Snapshots, in Theory
On that note, my column this month explores another hidden Solaris feature — UFS snapshots. A snapshot can be thought of as a cousin of RAID 1. Rather than performing a block-by-block copy of a disk, and then performing all writes to both copies, a snapshot takes a shortcut. The snapshot starts from an original disk (in this case, actually a UFS partition) and instead of copying all of the original blocks, it creates a copy of the metadata structures. In essence, it has pointers to all the data blocks. Thus, a snap is very fast to create.
The snapshot is placed within a file system or (theoretically) on a raw device. The snapshot target is called the “backing store”. Changes to the snapped file system are then handled specially. For every block (metadata or normal data) that is to be written to the snapped file system, a copy of the original contents is created and placed on the snapshot and then the write is allowed to occur to the original file system. In this manner, the original source file system is kept up to date and its snapshot copy has the contents that the file system had when the snapshot occurred.

**********

EXERCISE TASKS
1 - Quote the stretch of the UFS snapshots passage from "Snapshots, in Theory" through "fast to create.".
2 - Extend the passage on Solaris UFS snapshots, picking up after its final sentence.

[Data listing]
**********

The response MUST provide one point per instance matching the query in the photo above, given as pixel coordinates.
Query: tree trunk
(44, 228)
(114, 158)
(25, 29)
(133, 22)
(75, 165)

**********

THE RESPONSES
1 -
Snapshots, in Theory
On that note, my column this month explores another hidden Solaris feature — UFS snapshots. A snapshot can be thought of as a cousin of RAID 1. Rather than performing a block-by-block copy of a disk, and then performing all writes to both copies, a snapshot takes a shortcut. The snapshot starts from an original disk (in this case, actually a UFS partition) and instead of copying all of the original blocks, it creates a copy of the metadata structures. In essence, it has pointers to all the data blocks. Thus, a snap is very fast to create.

2 -
Why is this useful? In theory, there are many uses for it. Certainly other products that include this snapshot feature (Network Appliance, the Veritas File System) allow some great functionality.
Because snapshots are fast and low overhead, they can be used extensively without great concern for system performance or disk use (although those aspects must also be considered).
How does Sun’s current implementation compare to the others that are available? I tested UFS snapshots on a Solaris 8 7/01 release Ultra 10, upgraded with the latest kernel jumbo patch and file system patches. There is only one command for UFS snapshots, which certainly keeps testing simple. fssnap performs UFS snapshots, provides information about them, and manages and deletes them.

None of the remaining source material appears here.